#### Exercise prompt:
Count how many lines of the records below contain the word "white", and give only that number.

#### Stored rows:

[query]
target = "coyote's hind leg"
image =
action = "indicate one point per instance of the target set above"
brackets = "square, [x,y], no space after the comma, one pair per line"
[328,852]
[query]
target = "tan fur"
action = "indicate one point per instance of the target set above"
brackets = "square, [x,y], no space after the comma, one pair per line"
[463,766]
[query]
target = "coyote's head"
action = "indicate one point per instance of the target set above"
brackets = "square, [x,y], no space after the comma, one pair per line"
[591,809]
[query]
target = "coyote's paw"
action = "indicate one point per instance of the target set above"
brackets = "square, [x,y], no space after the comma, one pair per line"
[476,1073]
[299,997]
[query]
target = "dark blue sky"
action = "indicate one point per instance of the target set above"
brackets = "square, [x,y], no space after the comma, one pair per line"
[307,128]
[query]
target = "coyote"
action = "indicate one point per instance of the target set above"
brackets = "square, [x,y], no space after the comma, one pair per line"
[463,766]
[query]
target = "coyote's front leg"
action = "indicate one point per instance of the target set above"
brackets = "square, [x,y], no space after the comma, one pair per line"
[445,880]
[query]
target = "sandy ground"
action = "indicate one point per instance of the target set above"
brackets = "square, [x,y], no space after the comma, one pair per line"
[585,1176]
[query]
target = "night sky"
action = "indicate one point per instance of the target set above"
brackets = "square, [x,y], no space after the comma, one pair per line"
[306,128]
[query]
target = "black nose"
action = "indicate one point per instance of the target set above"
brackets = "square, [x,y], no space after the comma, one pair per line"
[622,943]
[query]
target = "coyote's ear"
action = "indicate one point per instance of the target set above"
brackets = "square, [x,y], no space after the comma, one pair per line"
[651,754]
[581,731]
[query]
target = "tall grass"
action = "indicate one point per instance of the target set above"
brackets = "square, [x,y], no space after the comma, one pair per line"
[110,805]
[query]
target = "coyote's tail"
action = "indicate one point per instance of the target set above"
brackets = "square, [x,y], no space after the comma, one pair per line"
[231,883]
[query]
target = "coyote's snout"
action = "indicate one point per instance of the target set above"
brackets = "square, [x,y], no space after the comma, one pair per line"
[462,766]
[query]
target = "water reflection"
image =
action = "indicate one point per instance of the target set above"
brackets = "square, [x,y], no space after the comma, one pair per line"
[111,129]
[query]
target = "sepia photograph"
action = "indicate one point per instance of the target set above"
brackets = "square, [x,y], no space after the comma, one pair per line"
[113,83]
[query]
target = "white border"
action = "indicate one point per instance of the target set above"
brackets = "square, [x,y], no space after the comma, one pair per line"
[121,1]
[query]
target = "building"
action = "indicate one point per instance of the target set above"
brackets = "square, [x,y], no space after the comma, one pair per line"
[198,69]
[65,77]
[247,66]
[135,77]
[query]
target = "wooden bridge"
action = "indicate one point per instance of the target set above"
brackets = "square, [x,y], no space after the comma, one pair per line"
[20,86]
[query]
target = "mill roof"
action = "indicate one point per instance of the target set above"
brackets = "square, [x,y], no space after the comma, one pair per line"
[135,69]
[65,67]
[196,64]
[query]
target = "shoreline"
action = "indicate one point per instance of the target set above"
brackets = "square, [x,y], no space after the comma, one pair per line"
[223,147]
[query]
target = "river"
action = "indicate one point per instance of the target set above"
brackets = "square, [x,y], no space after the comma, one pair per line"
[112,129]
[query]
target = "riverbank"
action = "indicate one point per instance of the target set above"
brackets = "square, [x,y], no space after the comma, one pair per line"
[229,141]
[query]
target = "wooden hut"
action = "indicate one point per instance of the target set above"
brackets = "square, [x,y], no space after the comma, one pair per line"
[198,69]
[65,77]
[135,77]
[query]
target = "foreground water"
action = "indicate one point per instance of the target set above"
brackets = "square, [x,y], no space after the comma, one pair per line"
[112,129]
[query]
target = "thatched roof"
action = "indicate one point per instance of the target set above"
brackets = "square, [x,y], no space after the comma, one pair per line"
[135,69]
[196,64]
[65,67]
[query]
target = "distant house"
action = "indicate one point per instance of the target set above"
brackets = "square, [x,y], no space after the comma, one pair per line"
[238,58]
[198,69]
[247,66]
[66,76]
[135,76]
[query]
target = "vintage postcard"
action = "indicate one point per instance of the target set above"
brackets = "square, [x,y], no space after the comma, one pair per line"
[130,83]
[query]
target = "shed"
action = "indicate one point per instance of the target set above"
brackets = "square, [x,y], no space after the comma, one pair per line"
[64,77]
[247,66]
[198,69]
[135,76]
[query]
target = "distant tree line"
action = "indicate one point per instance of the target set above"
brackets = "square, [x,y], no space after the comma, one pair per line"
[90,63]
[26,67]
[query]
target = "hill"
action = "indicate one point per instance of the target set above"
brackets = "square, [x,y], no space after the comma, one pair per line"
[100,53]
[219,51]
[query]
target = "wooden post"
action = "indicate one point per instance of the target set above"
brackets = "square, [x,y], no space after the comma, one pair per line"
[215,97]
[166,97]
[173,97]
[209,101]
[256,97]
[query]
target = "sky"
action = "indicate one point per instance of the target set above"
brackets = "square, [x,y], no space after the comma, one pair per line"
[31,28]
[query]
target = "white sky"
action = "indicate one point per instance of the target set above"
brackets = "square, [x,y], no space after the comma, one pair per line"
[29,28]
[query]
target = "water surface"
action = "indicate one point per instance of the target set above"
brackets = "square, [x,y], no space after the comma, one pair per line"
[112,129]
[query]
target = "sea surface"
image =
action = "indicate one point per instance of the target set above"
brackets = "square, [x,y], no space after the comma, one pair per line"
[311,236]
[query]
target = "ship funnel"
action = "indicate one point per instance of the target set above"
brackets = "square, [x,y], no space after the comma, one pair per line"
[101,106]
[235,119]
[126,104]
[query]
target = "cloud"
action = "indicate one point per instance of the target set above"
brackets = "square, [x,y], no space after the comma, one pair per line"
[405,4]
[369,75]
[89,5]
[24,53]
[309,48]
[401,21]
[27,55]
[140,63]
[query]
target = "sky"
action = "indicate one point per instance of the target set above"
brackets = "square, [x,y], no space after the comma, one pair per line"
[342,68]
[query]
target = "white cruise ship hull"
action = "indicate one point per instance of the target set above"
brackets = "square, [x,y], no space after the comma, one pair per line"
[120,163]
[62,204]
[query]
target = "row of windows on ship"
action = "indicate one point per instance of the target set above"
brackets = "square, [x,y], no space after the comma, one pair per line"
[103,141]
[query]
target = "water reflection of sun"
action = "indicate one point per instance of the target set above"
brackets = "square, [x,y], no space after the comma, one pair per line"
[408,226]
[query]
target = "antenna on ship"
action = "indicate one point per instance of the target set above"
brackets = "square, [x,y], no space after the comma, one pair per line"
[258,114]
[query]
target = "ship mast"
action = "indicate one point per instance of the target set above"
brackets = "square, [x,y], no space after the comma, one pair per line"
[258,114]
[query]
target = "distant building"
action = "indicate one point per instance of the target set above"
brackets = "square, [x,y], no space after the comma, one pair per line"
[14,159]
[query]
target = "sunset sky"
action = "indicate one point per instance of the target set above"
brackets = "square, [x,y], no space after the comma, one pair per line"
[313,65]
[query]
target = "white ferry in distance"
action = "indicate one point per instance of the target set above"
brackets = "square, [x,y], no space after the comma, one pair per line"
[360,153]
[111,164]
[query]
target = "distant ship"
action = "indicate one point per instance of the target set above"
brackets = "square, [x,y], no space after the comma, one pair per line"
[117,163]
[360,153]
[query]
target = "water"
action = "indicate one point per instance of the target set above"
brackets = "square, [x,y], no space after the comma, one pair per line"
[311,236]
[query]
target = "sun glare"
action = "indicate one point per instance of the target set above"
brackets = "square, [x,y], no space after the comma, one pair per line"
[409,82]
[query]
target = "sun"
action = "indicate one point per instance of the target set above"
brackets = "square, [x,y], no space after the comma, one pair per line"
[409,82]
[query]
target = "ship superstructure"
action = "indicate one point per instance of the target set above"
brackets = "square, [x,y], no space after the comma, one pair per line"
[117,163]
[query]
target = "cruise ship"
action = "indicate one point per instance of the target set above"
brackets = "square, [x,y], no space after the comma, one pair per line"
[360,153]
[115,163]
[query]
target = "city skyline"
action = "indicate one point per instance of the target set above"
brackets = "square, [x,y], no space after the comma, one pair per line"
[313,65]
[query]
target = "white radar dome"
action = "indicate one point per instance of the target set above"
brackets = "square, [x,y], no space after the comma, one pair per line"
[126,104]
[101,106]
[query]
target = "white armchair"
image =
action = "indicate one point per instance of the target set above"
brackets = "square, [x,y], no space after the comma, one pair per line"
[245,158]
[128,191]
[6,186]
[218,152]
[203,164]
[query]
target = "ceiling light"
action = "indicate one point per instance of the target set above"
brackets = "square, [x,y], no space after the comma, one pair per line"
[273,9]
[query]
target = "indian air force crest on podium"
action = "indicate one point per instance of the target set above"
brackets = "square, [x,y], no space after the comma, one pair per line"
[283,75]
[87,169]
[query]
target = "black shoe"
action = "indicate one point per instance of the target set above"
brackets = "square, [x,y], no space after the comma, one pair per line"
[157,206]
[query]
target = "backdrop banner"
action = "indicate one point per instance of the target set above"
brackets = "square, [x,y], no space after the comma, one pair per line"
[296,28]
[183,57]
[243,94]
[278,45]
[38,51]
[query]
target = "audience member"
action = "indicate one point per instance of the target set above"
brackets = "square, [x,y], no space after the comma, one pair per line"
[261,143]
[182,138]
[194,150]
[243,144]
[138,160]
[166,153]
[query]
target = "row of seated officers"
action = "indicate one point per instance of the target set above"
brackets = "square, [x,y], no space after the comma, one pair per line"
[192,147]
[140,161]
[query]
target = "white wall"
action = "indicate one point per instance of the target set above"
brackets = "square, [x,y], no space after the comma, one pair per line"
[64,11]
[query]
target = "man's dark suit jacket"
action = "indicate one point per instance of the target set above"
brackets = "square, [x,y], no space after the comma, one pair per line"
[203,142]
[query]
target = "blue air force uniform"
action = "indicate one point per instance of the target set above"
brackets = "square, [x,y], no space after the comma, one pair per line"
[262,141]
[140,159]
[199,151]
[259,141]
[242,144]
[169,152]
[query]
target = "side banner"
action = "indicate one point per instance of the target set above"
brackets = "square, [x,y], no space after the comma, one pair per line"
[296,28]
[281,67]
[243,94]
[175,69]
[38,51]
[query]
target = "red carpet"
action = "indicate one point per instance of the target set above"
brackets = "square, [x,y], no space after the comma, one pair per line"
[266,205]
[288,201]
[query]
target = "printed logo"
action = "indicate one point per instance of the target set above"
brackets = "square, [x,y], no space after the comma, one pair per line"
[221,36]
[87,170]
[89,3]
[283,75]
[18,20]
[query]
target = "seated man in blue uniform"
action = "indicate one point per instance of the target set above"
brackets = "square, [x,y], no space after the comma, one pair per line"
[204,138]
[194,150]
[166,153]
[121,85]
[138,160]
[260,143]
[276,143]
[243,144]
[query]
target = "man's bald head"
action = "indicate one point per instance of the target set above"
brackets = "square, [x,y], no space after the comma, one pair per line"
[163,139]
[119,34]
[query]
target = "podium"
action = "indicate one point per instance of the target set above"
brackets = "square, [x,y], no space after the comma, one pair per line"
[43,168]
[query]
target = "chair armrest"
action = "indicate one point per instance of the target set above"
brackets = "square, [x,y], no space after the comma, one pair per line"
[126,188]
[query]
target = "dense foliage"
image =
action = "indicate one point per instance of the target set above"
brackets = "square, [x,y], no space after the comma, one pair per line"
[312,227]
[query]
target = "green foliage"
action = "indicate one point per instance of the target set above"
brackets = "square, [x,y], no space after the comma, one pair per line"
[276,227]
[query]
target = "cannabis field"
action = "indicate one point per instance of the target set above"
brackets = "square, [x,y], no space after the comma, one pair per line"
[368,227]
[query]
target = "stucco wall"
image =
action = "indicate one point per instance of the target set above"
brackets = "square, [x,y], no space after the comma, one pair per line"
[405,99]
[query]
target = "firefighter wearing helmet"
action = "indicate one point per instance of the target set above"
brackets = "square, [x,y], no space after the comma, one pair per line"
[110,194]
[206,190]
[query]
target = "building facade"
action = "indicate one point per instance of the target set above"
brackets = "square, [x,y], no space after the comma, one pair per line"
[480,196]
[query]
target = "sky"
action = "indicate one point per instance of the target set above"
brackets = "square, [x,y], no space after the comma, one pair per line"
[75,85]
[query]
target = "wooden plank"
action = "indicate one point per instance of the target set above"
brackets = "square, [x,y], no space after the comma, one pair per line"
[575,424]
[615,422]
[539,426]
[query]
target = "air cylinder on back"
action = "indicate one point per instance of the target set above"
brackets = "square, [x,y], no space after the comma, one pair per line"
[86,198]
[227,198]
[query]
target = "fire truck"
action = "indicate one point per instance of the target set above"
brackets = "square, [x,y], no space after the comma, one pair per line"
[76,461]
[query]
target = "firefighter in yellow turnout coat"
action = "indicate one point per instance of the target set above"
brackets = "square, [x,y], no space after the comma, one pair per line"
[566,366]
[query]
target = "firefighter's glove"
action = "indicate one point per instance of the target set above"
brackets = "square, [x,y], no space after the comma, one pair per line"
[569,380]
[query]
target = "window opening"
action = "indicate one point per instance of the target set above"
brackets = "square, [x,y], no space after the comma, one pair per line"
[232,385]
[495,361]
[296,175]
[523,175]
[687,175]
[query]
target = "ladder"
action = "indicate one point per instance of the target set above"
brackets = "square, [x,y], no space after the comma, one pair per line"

#### Finished answer:
7